╭─ RECORDS TO USE

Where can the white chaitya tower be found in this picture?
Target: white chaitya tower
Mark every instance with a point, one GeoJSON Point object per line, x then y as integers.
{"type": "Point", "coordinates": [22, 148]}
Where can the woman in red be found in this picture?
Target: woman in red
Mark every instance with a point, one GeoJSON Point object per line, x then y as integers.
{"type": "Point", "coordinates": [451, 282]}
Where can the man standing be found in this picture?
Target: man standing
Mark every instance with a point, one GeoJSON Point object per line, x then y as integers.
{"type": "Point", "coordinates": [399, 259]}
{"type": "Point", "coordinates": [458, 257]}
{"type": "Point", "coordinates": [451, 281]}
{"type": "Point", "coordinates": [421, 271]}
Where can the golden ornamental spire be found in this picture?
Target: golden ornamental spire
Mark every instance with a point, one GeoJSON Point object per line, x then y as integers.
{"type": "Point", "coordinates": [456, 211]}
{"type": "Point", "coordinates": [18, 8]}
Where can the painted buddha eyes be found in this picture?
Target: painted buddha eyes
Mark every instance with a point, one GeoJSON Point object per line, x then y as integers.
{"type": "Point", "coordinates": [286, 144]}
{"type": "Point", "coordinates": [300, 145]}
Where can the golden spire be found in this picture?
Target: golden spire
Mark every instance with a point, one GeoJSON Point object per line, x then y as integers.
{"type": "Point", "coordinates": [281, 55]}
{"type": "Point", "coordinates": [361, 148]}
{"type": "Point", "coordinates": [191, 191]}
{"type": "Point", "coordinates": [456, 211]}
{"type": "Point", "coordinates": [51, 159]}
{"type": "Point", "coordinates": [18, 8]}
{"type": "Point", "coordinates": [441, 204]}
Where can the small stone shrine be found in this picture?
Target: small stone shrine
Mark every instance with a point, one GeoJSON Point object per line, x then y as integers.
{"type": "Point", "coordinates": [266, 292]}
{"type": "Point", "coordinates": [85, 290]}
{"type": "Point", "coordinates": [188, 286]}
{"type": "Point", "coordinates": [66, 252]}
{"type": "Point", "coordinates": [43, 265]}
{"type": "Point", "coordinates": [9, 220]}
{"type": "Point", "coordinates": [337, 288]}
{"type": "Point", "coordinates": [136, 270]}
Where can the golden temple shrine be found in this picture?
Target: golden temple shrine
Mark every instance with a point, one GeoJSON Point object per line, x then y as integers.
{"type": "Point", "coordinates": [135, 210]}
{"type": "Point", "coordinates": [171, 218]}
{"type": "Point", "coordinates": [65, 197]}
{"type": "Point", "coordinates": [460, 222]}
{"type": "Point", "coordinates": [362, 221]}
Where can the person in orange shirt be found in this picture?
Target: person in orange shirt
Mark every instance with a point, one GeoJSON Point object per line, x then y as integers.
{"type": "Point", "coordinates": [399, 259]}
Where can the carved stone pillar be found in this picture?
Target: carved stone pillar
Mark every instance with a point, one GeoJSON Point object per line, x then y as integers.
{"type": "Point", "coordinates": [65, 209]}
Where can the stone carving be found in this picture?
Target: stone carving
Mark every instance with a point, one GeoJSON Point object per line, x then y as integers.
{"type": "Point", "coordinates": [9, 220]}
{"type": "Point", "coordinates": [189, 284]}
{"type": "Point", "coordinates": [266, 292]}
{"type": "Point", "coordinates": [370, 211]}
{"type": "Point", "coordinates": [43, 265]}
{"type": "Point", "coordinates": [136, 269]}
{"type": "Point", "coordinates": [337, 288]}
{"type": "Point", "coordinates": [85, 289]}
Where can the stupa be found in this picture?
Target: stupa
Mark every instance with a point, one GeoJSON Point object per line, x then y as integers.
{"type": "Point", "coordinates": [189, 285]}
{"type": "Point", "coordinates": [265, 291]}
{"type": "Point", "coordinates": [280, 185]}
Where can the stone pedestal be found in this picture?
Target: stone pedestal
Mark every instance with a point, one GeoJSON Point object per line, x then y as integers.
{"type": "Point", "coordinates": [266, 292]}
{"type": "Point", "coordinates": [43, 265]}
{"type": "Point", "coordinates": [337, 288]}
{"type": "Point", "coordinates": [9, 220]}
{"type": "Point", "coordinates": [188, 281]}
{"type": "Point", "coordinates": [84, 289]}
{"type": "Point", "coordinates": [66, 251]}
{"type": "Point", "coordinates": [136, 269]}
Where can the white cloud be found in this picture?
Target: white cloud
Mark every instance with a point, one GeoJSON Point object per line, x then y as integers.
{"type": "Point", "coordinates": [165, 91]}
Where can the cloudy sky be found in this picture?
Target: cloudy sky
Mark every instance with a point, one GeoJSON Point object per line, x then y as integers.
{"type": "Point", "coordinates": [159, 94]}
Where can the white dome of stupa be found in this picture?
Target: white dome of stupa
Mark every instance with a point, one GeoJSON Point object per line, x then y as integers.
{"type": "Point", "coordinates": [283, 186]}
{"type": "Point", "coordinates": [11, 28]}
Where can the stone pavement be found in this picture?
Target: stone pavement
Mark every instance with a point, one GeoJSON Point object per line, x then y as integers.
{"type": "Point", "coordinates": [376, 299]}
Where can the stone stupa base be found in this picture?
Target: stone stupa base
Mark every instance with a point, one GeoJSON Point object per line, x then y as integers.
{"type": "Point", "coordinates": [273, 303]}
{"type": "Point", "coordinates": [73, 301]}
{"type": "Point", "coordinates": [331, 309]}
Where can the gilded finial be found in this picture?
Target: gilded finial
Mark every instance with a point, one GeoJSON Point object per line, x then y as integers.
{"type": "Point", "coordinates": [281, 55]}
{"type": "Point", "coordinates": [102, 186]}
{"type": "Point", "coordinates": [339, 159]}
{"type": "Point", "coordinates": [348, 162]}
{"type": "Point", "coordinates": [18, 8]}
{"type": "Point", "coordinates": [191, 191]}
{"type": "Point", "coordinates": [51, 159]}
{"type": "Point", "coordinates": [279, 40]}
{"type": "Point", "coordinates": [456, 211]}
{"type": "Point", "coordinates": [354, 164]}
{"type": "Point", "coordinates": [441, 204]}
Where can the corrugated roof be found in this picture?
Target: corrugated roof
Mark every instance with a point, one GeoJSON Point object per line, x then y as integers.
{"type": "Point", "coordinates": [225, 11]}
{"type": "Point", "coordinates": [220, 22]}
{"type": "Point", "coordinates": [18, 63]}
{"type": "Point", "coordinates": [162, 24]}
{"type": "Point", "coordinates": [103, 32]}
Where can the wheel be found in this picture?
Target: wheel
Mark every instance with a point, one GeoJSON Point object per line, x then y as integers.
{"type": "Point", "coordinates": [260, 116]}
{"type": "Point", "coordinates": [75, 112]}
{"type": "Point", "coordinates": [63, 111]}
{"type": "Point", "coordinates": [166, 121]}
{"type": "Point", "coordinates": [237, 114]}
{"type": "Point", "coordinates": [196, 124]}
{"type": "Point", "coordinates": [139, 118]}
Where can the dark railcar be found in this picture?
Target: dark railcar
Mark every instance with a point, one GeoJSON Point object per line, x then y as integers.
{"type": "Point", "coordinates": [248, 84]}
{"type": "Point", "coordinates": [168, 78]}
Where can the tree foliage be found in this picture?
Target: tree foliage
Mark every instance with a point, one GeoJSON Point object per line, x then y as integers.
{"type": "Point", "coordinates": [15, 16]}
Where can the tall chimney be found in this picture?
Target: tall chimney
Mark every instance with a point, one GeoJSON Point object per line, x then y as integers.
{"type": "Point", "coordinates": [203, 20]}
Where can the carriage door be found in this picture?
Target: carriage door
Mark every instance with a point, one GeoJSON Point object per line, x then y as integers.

╰─

**YOUR GOAL**.
Reproduce all of the material above word for word, keeping every line as it appears.

**EXERCISE RESULT**.
Where can the white chaitya tower be found in this picture?
Target: white chaitya tower
Mark every instance with a point, one GeoJSON Point object per line, x then y as integers.
{"type": "Point", "coordinates": [22, 148]}
Where can the woman in red be found in this picture?
Target: woman in red
Mark every instance with a point, one GeoJSON Point object per line, x then y as integers.
{"type": "Point", "coordinates": [451, 282]}
Where can the man standing be found in this picture?
Target: man standing
Mark every instance with a point, one GeoJSON Point object per line, x then y as integers.
{"type": "Point", "coordinates": [399, 259]}
{"type": "Point", "coordinates": [458, 257]}
{"type": "Point", "coordinates": [451, 281]}
{"type": "Point", "coordinates": [421, 271]}
Where can the golden ornamental spire be found in this picture?
Target: golden ornamental spire
Mark every instance with a point, one GeoJSON Point object per line, x then y as integers.
{"type": "Point", "coordinates": [456, 211]}
{"type": "Point", "coordinates": [18, 8]}
Where can the painted buddha eyes be found in this picture?
Target: painted buddha eyes
Mark every instance with a point, one GeoJSON Point object per line, x then y as integers.
{"type": "Point", "coordinates": [286, 144]}
{"type": "Point", "coordinates": [300, 145]}
Where can the golden spire be found in this picture?
Target: golden spire
Mark every instance with a point, one GeoJSON Point object per line, x then y as integers.
{"type": "Point", "coordinates": [281, 55]}
{"type": "Point", "coordinates": [361, 148]}
{"type": "Point", "coordinates": [191, 191]}
{"type": "Point", "coordinates": [456, 211]}
{"type": "Point", "coordinates": [51, 159]}
{"type": "Point", "coordinates": [18, 8]}
{"type": "Point", "coordinates": [441, 204]}
Where can the small stone shrine be found in this picture?
Target: small stone shrine
Mark every instance with a point, one GeoJSON Point object per line, x then y as integers.
{"type": "Point", "coordinates": [266, 292]}
{"type": "Point", "coordinates": [85, 290]}
{"type": "Point", "coordinates": [188, 286]}
{"type": "Point", "coordinates": [66, 252]}
{"type": "Point", "coordinates": [43, 265]}
{"type": "Point", "coordinates": [9, 220]}
{"type": "Point", "coordinates": [337, 288]}
{"type": "Point", "coordinates": [136, 270]}
Where can the golden temple shrine be found in this picture?
Target: golden temple shrine
Mark every instance with a point, one GeoJSON Point object per line, x then y as integers.
{"type": "Point", "coordinates": [135, 210]}
{"type": "Point", "coordinates": [171, 218]}
{"type": "Point", "coordinates": [65, 197]}
{"type": "Point", "coordinates": [460, 222]}
{"type": "Point", "coordinates": [362, 221]}
Where can the person in orange shirt be found in this picture?
Target: person in orange shirt
Mark every instance with a point, one GeoJSON Point object per line, x then y as integers.
{"type": "Point", "coordinates": [399, 259]}
Where can the carved stone pillar be found in this picture?
Target: carved stone pillar
Mark every instance with a point, one GeoJSON Point object per line, x then y as integers.
{"type": "Point", "coordinates": [65, 209]}
Where can the stone carving be found in this picture?
Target: stone carving
Mark every instance with a point, one GeoJSON Point object per line, x then y as integers.
{"type": "Point", "coordinates": [9, 220]}
{"type": "Point", "coordinates": [189, 284]}
{"type": "Point", "coordinates": [266, 292]}
{"type": "Point", "coordinates": [370, 211]}
{"type": "Point", "coordinates": [43, 265]}
{"type": "Point", "coordinates": [136, 269]}
{"type": "Point", "coordinates": [337, 288]}
{"type": "Point", "coordinates": [85, 289]}
Where can the stupa be found in this picture?
Target: stupa
Mark every instance with a point, one GeoJSON Point object per line, x then y as integers.
{"type": "Point", "coordinates": [189, 285]}
{"type": "Point", "coordinates": [265, 291]}
{"type": "Point", "coordinates": [280, 185]}
Where can the stone pedestal be found in this picture?
Target: stone pedestal
Mark every instance with a point, one GeoJSON Point object per line, x then y as integers.
{"type": "Point", "coordinates": [266, 292]}
{"type": "Point", "coordinates": [43, 265]}
{"type": "Point", "coordinates": [337, 288]}
{"type": "Point", "coordinates": [9, 220]}
{"type": "Point", "coordinates": [188, 281]}
{"type": "Point", "coordinates": [84, 289]}
{"type": "Point", "coordinates": [66, 251]}
{"type": "Point", "coordinates": [136, 269]}
Where can the white cloud be found in this picture?
Target: white cloud
Mark every instance with a point, one GeoJSON Point object per line, x then y as integers.
{"type": "Point", "coordinates": [165, 91]}
Where can the cloudy sky be found in this picture?
Target: cloudy sky
Mark every instance with a point, one GeoJSON Point object per line, x then y as integers.
{"type": "Point", "coordinates": [159, 94]}
Where can the white dome of stupa be found in this picture?
Target: white dome of stupa
Mark every instance with a point, one GeoJSON Point object per line, x then y as integers.
{"type": "Point", "coordinates": [283, 186]}
{"type": "Point", "coordinates": [11, 28]}
Where can the stone pavement be found in this picture?
Target: stone pavement
Mark every instance with a point, one GeoJSON Point object per line, x then y as integers.
{"type": "Point", "coordinates": [376, 299]}
Where can the stone stupa base be found in this picture?
Target: stone stupa base
Mark every instance with a point, one GeoJSON Point object per line, x then y as integers.
{"type": "Point", "coordinates": [273, 303]}
{"type": "Point", "coordinates": [73, 301]}
{"type": "Point", "coordinates": [331, 309]}
Where can the gilded finial be found in this picture?
Target: gilded finial
Mark every instance with a point, one GeoJSON Point object per line, x then y as integers.
{"type": "Point", "coordinates": [281, 55]}
{"type": "Point", "coordinates": [102, 186]}
{"type": "Point", "coordinates": [339, 159]}
{"type": "Point", "coordinates": [348, 162]}
{"type": "Point", "coordinates": [18, 8]}
{"type": "Point", "coordinates": [191, 191]}
{"type": "Point", "coordinates": [51, 159]}
{"type": "Point", "coordinates": [279, 40]}
{"type": "Point", "coordinates": [456, 211]}
{"type": "Point", "coordinates": [354, 164]}
{"type": "Point", "coordinates": [441, 204]}
Where can the corrugated roof be found in this picture?
Target: corrugated roof
Mark every instance with a point, one GeoJSON Point object per line, x then y as integers.
{"type": "Point", "coordinates": [225, 11]}
{"type": "Point", "coordinates": [220, 22]}
{"type": "Point", "coordinates": [18, 63]}
{"type": "Point", "coordinates": [162, 24]}
{"type": "Point", "coordinates": [103, 32]}
Where can the wheel be found in this picture?
Target: wheel
Mark every instance with a point, one GeoJSON Point object per line, x then y as integers.
{"type": "Point", "coordinates": [260, 116]}
{"type": "Point", "coordinates": [75, 112]}
{"type": "Point", "coordinates": [63, 111]}
{"type": "Point", "coordinates": [166, 121]}
{"type": "Point", "coordinates": [237, 114]}
{"type": "Point", "coordinates": [196, 124]}
{"type": "Point", "coordinates": [139, 118]}
Where can the dark railcar be found in this picture?
Target: dark railcar
Mark every instance with a point, one GeoJSON Point object per line, x then y as integers.
{"type": "Point", "coordinates": [248, 84]}
{"type": "Point", "coordinates": [168, 78]}
Where can the tree foliage be found in this picture?
Target: tree foliage
Mark every instance with a point, one GeoJSON Point object per line, x then y as integers.
{"type": "Point", "coordinates": [15, 16]}
Where can the tall chimney be found in this picture?
Target: tall chimney
Mark every instance with a point, one GeoJSON Point object per line, x then y as integers.
{"type": "Point", "coordinates": [203, 20]}
Where can the carriage door be found in this picture?
Target: carriage door
Mark every instance with a point, one GeoJSON Point object per line, x then y as integers.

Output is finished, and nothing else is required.